• _課題の条件_
文書抜粋のうち、「ちなみにですね、最後の方に、」から「リックに、手を振っています。」までを一字も変えずに書き出してください。

• _文書抜粋_

そうしてどんどんどんどんエスカレートしていく、そういうちょっと血生臭い事態……予告などから想像されるよりはずっとエグいことになってきますので、そこはご覚悟、もしくは安心を(笑)、といったあたりでございます。
■パードリックがいる崖の奥に佇む「黒い影」、その正体は?
ちなみにですね、最後の方に、ちょっと一ヶ所、あえて文字通り画面上でも「ぼかされて」いて、それゆえに引っかかりと謎を残す、とあるディテールについて、お話をしておきたいんですけど。
後半というか、結構終わりの方ですね。ついに妹さんが、島を出る。島を出て、アイルランド本国で図書館の仕事に就くことを決意した、妹・シボーン。そういう意味ではある意味、お兄さんを置いていく、「私は私の人生を生きるから」っていう感じで置いていく、というそのシボーン。船に乗ってですね、船の上から、崖の上にちょこんと……かなり小さいです。下から見るとかなり小さく見えるお兄さんのパードリックに、手を振っています。
一方、カメラがパッと、崖の上のところにカットが変わって、コリン・ファレル演じるパードリック側を捉えたショットになるんですけど。こうやって手を振ってます。シネマスコープ、横長の画面です。1対2.39。横長の画面なんですけど。ちょうど手を振っているパードリックの前あたりにですね、画面で言うともっと奥の、一個の奥の崖に、黒い、人物なのか何なのかっていう影が、ボケて見えてるんですよね。なんだかわからない。人かどうかもわかんないくらいボケてるんです。

• _提供情報_
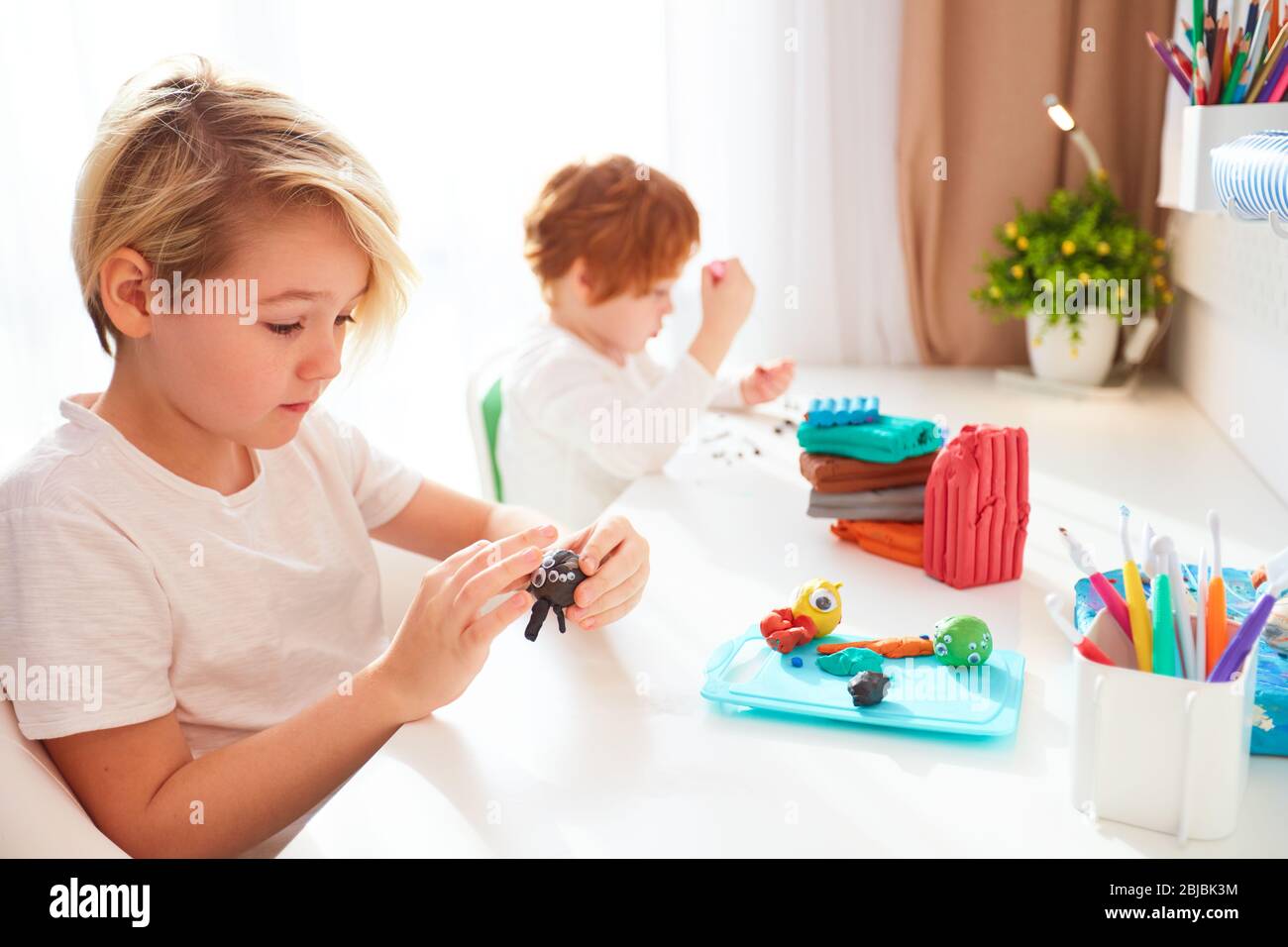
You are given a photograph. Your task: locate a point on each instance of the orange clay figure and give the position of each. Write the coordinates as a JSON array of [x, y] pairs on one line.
[[885, 647], [815, 612]]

• _出力全文_
ちなみにですね、最後の方に、ちょっと一ヶ所、あえて文字通り画面上でも「ぼかされて」いて、それゆえに引っかかりと謎を残す、とあるディテールについて、お話をしておきたいんですけど。
後半というか、結構終わりの方ですね。ついに妹さんが、島を出る。島を出て、アイルランド本国で図書館の仕事に就くことを決意した、妹・シボーン。そういう意味ではある意味、お兄さんを置いていく、「私は私の人生を生きるから」っていう感じで置いていく、というそのシボーン。船に乗ってですね、船の上から、崖の上にちょこんと……かなり小さいです。下から見るとかなり小さく見えるお兄さんのパードリックに、手を振っています。